Image-grounded pointing data
-=-=-=-=-

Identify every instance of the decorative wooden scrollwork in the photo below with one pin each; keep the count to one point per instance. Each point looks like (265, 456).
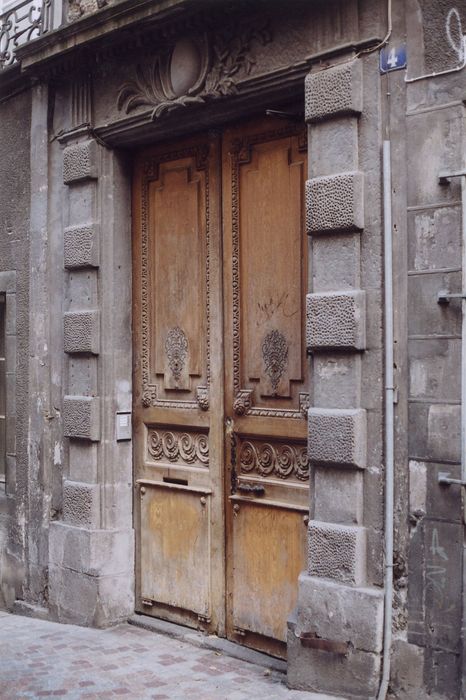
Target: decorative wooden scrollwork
(267, 459)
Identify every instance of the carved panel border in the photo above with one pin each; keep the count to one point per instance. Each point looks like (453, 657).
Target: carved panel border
(241, 154)
(178, 447)
(151, 171)
(273, 459)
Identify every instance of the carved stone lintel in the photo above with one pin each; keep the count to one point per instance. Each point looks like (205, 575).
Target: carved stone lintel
(202, 398)
(243, 402)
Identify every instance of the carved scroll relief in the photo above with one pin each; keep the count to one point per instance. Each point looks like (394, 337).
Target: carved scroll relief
(174, 447)
(274, 460)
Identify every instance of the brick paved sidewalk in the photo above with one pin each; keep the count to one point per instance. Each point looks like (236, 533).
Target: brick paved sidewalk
(41, 659)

-=-=-=-=-

Every line in the records is to be retyped exactly as it stands; the pictures stay out.

Identify every instance of the decorative wooden scrollwork in the photo below with one pin each; keep the count to one point per instance. Each point looks like (265, 456).
Target: decorative wooden scrollwork
(267, 459)
Identify every instance of the carved panel border in the photo above with one pin each; keep the count to one point per instance. Each point looks like (453, 657).
Target: carved panel border
(241, 154)
(178, 447)
(151, 171)
(273, 459)
Identify every instance of the carved stone lintel in the photo above with one pin each; keep the count to one point per instance. Each point looks like (205, 575).
Target: carved stone lintel
(202, 398)
(243, 402)
Identify every instance of the carved scroll relief in the photo above with one pin each; keep the count to one point per instance. Each point looks like (394, 337).
Target: carved scroll relief
(174, 447)
(274, 460)
Identify every instance of the brick paved sidewalk in the photo above with one pin each; keep the count to one point per instance. Each point looks like (236, 533).
Target: brick paved sidewalk
(41, 659)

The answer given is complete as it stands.